● **Text shown**
* * * * * * * * *
# Site General > Off-topic Cafe >  Let's see your tattoos.

## PyroPython

As some (who pay attention?) may know, I do a little tattoo work here and there. So, I figured I'd like to see what you all got.

Here's a few of mine (didn't do them myself)

Python sleeve. (the random brown thing is a branch. I just havn't finished the jungle scene yet. Still got ferns, etc. coming.)


For my oldest daughter, Belle.


Funnel Web spider w/clover.


Winged skull. (ignore the chinese crap on the right. It is *Supposed* to mean snake. Got it when i turned 18. Hate it.)


Centipede. coloring not done, another time issue. You can kinda see my snake bites on my hand in the second one.




So yeah, what does everyone here have?

----------


## iCandiBallPythons

http://ball-pythons.net/forums/showt...ghlight=tattoo

----------

_PyroPython_ (01-16-2010)

----------


## PyroPython

Damn. Im always late for everything. Oh well, thanks.

----------


## juddb

One of my favorites, this one is on my left calf.
* * * * * * * * *
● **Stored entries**
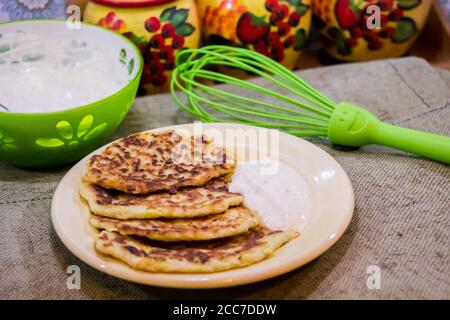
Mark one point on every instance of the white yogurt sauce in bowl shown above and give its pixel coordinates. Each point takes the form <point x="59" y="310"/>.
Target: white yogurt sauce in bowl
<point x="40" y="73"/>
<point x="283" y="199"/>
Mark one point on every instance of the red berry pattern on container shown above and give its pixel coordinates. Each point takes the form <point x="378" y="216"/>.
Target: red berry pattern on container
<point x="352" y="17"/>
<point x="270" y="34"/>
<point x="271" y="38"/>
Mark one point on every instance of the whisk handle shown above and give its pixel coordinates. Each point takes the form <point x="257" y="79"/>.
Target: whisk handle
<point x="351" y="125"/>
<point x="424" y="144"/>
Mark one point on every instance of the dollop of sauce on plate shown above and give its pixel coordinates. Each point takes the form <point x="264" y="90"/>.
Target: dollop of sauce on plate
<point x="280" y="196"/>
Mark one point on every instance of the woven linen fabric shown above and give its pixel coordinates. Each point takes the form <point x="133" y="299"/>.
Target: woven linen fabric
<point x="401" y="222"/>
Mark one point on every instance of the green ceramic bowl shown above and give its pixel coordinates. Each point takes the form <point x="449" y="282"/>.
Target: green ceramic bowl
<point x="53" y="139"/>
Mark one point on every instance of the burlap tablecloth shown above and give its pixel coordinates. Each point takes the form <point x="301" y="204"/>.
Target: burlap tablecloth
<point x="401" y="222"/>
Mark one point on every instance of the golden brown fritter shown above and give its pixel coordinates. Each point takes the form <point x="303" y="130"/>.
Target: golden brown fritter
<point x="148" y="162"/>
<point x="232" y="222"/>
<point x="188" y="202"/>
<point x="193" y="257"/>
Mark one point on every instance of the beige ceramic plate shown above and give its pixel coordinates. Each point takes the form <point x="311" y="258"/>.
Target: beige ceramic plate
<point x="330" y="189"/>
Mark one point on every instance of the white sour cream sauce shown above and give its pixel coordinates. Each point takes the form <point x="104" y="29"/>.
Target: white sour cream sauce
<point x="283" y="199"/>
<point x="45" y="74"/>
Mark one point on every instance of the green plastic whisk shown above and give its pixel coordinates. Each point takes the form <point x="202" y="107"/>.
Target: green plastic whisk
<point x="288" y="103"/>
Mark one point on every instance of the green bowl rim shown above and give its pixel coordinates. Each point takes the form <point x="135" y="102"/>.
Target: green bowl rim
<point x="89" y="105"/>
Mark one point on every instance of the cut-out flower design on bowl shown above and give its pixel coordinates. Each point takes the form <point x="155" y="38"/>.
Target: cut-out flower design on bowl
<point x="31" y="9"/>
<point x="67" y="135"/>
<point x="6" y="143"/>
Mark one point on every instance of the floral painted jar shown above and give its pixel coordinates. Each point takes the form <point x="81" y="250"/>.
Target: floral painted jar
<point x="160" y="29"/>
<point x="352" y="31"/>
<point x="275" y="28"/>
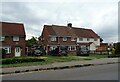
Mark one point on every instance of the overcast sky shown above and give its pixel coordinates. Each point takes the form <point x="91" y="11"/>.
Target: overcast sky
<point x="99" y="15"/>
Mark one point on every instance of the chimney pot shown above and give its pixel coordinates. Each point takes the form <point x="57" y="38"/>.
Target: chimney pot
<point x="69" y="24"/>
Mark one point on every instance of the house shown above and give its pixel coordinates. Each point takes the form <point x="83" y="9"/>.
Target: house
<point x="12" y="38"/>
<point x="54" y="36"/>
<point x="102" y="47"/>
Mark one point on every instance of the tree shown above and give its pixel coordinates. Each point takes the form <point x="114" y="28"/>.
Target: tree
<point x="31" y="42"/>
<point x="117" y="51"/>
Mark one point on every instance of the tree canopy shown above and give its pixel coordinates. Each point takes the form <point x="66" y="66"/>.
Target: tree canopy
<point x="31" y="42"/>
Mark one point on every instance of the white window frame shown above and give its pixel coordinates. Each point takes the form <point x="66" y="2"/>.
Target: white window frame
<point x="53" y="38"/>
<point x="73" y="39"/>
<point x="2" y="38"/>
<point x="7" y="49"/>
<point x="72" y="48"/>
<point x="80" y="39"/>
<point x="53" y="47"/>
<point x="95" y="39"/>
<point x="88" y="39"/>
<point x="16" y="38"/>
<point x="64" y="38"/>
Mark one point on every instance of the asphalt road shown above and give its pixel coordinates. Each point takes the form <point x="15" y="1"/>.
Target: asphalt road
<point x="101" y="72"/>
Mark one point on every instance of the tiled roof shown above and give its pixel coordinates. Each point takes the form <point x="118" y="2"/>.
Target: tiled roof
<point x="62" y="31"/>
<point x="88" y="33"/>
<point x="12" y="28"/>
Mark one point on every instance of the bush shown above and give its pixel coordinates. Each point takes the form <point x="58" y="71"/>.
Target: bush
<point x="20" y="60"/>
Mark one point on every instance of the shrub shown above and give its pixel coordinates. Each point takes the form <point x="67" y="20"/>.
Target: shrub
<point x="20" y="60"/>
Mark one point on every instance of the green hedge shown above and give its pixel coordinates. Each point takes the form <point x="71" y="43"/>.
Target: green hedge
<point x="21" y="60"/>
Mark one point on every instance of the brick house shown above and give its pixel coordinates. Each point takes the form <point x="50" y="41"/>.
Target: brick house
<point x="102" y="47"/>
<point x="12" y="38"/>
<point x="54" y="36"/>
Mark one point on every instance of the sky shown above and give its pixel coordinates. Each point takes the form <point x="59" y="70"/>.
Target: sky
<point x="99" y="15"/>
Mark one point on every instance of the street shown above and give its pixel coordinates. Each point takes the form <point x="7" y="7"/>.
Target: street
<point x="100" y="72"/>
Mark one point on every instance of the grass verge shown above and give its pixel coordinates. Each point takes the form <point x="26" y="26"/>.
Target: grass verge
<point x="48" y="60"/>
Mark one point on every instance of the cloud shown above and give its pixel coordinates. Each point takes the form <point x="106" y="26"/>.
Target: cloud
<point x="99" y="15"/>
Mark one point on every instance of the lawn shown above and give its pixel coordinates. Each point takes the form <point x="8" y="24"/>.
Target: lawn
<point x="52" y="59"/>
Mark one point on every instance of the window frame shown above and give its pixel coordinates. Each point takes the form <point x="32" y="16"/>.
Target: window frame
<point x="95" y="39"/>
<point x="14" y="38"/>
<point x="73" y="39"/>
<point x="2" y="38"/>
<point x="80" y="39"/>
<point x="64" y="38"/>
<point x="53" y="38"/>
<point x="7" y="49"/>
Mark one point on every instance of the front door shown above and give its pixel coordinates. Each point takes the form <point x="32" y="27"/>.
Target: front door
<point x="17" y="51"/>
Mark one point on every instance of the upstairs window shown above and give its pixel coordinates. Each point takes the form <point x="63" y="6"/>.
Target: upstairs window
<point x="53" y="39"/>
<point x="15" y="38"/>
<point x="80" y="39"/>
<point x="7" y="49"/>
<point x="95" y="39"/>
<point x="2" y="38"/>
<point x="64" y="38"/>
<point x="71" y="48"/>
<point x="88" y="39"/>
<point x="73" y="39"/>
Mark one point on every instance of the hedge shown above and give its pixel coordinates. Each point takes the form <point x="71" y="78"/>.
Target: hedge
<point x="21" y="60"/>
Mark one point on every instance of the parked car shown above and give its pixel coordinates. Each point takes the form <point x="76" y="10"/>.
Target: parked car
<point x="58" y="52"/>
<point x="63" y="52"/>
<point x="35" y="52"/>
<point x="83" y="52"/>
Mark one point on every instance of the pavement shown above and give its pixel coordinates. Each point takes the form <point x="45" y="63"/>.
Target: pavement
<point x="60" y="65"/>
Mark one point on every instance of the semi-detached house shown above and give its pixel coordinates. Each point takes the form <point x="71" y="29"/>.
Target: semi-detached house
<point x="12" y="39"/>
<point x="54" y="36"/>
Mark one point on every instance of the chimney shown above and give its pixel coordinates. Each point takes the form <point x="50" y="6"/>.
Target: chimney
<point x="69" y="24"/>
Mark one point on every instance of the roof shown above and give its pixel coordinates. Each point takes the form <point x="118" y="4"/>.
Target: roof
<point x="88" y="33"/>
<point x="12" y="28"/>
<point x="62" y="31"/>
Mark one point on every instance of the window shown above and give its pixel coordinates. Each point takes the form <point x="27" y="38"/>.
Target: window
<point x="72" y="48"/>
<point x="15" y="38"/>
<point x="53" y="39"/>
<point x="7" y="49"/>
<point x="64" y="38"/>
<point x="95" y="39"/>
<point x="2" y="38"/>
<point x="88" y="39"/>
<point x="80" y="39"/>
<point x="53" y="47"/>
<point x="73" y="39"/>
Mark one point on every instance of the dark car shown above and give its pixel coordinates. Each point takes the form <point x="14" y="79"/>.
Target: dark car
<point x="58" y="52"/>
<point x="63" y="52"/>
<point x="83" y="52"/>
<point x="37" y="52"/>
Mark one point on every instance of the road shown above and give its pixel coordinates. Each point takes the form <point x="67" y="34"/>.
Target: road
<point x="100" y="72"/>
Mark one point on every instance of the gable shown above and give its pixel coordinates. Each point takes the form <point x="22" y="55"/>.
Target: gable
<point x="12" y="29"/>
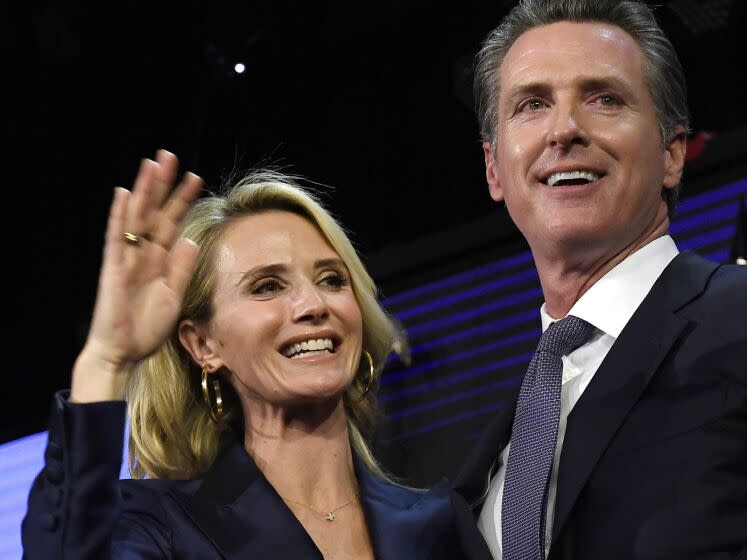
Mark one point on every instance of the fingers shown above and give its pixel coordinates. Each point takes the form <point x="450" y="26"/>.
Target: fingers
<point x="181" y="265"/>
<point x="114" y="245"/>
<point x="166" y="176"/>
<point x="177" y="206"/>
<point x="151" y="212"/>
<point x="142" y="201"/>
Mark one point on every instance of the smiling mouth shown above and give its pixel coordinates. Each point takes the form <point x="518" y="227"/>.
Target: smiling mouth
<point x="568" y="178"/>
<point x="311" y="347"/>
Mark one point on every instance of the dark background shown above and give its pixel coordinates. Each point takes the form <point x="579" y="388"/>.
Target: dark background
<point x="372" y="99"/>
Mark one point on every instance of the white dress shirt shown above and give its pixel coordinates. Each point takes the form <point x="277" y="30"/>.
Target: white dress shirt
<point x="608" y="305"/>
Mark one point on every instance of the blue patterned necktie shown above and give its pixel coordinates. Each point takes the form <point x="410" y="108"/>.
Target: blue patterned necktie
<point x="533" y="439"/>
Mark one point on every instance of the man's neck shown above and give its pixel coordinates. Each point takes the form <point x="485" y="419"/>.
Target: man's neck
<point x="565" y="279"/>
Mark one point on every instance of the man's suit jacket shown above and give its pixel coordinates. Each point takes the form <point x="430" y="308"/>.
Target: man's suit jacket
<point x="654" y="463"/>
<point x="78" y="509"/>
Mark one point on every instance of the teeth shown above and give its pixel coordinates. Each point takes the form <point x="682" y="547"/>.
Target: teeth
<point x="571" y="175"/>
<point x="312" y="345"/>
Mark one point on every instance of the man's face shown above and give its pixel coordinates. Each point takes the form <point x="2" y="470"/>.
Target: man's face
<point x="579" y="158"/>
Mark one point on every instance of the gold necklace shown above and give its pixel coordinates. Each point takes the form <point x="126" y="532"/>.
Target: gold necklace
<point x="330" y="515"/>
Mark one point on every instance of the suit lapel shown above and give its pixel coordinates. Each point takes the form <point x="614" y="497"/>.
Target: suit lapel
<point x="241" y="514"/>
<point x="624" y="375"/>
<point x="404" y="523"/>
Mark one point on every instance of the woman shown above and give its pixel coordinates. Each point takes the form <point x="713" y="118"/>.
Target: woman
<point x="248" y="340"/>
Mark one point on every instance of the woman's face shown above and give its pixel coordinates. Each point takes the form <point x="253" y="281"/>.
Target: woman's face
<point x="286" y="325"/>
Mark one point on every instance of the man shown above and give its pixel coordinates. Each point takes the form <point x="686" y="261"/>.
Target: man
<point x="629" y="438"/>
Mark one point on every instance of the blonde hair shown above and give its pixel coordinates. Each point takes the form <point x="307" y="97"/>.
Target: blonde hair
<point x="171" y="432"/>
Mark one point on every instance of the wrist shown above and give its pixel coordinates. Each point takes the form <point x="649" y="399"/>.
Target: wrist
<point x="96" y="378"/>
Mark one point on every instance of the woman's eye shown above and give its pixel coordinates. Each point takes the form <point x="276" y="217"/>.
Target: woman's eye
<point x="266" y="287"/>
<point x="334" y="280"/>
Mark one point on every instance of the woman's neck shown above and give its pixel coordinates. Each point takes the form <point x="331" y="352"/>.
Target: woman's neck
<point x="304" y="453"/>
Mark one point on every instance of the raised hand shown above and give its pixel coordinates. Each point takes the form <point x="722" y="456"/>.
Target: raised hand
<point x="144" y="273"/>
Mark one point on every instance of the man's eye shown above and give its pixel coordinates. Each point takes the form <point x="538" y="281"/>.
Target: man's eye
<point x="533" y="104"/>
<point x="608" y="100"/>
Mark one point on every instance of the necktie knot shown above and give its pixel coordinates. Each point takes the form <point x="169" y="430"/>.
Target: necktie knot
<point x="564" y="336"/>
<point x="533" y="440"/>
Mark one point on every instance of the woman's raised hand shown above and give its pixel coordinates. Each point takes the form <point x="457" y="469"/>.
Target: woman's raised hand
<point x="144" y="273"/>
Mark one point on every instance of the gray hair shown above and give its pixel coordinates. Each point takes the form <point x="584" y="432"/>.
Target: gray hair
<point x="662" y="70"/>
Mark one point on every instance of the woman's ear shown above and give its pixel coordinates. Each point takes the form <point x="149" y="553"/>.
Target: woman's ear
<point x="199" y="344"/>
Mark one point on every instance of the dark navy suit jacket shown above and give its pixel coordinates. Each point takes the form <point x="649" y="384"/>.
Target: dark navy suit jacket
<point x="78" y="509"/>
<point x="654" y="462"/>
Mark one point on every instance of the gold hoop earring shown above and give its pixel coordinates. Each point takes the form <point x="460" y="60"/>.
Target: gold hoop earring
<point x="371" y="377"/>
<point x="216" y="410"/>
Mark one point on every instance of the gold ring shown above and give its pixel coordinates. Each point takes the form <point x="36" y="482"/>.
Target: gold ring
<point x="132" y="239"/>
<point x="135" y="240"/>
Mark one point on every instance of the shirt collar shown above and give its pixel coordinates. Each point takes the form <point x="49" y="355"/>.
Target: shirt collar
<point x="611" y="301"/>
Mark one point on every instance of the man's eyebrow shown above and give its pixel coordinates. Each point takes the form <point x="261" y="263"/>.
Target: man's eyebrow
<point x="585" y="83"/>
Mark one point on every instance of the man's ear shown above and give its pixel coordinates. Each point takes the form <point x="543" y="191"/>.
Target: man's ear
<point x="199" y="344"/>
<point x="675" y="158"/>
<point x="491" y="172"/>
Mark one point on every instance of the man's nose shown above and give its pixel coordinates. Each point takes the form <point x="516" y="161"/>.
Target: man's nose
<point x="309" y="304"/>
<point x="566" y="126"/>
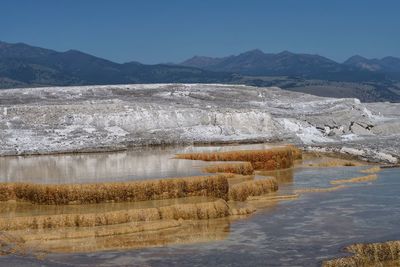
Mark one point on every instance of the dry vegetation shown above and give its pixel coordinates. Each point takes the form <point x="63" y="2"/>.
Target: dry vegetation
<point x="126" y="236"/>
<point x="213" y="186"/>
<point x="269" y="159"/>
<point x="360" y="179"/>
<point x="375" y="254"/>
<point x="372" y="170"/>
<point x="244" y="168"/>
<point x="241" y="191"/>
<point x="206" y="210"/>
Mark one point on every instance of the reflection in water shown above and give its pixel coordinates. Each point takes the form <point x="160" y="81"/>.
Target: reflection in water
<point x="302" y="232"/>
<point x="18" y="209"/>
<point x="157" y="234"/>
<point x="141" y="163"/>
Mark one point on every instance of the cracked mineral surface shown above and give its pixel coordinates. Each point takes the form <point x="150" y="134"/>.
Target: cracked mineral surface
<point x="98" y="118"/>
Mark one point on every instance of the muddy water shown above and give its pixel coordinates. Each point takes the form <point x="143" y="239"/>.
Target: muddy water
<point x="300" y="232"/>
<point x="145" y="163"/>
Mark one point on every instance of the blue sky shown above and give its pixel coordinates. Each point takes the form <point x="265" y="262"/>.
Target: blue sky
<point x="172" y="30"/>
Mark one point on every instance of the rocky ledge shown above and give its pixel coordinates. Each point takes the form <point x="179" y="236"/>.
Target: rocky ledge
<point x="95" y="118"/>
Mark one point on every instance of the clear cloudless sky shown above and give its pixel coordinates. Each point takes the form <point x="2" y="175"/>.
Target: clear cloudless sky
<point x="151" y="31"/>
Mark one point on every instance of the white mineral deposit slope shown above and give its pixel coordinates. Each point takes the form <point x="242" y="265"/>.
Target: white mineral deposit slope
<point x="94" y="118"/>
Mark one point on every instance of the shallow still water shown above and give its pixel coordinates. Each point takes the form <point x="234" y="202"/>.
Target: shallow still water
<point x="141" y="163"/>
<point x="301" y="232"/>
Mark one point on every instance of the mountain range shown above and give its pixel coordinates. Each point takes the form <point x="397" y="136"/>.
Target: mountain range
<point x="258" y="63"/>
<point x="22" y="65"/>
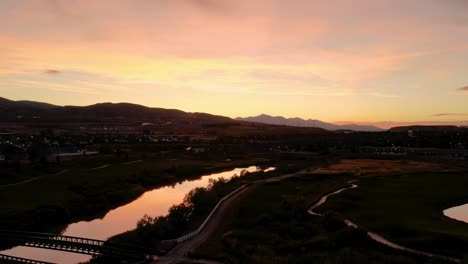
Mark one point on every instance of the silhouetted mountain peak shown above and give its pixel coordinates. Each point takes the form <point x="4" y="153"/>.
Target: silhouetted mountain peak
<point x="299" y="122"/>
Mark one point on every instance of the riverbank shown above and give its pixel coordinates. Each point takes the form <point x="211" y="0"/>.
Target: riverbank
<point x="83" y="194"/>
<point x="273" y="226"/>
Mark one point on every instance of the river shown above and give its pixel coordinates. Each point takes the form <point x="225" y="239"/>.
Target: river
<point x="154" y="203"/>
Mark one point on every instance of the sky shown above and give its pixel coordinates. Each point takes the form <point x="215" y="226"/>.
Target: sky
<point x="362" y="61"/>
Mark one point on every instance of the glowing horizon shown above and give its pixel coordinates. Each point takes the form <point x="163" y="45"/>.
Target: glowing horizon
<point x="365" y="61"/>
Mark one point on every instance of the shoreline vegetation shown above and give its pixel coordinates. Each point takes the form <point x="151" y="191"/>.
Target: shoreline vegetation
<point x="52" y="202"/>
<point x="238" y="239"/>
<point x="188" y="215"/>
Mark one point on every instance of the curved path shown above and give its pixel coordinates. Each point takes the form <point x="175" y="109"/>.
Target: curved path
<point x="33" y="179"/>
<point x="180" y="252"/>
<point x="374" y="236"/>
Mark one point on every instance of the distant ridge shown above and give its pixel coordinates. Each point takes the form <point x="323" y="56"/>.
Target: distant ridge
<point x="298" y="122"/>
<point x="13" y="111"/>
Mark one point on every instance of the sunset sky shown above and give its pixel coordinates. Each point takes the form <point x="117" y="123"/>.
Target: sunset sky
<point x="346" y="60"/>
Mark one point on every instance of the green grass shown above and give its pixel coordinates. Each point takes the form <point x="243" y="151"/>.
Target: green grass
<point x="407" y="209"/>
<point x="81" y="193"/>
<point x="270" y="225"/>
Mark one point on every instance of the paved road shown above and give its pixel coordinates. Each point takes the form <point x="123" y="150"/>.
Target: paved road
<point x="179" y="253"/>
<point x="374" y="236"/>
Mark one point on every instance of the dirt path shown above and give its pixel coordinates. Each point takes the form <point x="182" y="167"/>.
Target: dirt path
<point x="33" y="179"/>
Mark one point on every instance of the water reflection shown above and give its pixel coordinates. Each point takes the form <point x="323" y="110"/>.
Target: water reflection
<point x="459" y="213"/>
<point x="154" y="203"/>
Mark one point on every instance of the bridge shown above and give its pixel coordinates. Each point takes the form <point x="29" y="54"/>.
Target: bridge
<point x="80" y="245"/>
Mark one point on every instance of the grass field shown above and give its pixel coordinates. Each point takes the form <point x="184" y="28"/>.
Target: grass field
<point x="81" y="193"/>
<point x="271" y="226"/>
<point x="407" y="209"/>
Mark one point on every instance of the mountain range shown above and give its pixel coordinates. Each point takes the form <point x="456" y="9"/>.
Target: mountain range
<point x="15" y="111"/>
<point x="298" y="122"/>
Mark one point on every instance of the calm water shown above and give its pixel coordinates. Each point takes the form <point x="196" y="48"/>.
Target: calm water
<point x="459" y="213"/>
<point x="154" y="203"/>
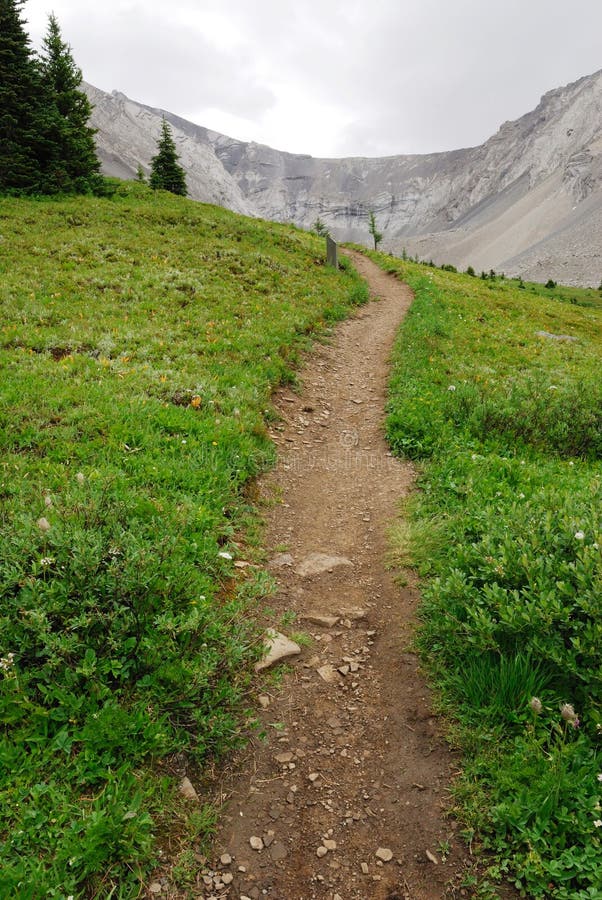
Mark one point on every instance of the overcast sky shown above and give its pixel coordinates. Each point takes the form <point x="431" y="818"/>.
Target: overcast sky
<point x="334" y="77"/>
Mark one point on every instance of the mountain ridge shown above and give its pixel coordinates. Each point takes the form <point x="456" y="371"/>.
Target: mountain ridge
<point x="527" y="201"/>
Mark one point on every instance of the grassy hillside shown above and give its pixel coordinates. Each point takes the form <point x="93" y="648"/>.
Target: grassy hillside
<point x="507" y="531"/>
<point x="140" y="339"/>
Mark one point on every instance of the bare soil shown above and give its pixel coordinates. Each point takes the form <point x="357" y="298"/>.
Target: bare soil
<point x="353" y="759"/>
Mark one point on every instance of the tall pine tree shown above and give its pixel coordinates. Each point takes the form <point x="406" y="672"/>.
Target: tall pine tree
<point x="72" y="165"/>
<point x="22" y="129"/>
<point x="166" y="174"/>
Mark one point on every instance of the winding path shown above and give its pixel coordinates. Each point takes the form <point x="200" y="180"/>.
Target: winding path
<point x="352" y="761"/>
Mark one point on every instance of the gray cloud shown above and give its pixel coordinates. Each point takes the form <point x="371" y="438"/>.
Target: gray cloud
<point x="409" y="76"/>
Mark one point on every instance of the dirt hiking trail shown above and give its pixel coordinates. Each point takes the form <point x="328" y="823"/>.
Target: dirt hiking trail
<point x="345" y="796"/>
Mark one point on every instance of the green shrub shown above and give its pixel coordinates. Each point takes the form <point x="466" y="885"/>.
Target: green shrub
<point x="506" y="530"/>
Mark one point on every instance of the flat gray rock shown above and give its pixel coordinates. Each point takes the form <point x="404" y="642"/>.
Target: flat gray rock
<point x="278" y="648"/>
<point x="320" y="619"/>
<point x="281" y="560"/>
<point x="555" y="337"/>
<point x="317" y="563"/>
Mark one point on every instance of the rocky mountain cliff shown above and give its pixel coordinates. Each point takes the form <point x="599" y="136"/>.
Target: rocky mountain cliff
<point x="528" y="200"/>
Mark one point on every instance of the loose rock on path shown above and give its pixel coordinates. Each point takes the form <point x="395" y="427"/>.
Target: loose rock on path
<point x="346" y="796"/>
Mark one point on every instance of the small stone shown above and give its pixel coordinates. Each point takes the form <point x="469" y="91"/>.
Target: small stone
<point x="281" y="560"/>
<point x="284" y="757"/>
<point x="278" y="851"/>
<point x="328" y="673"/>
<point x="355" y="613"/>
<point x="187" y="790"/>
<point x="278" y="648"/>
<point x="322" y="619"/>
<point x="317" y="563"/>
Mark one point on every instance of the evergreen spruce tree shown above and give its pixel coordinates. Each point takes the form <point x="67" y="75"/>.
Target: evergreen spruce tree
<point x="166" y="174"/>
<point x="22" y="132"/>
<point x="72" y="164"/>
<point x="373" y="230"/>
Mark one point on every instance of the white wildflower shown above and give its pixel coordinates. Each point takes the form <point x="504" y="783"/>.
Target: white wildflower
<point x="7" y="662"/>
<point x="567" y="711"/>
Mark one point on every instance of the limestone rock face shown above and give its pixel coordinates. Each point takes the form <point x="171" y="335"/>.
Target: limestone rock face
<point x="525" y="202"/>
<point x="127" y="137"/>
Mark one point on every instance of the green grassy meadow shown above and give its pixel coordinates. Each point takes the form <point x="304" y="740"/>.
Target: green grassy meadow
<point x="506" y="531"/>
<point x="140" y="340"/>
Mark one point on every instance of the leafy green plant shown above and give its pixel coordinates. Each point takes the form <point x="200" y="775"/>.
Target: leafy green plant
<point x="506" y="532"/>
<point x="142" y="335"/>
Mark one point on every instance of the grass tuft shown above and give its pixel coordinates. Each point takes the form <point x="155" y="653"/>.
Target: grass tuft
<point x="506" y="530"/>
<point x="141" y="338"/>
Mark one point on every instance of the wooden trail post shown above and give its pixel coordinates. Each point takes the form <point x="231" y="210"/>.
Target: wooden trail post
* * * * * * * * *
● **Problem statement**
List the username of each person who posts in the tattoo thread.

● **Finished answer**
PyroPython, iCandiBallPythons, juddb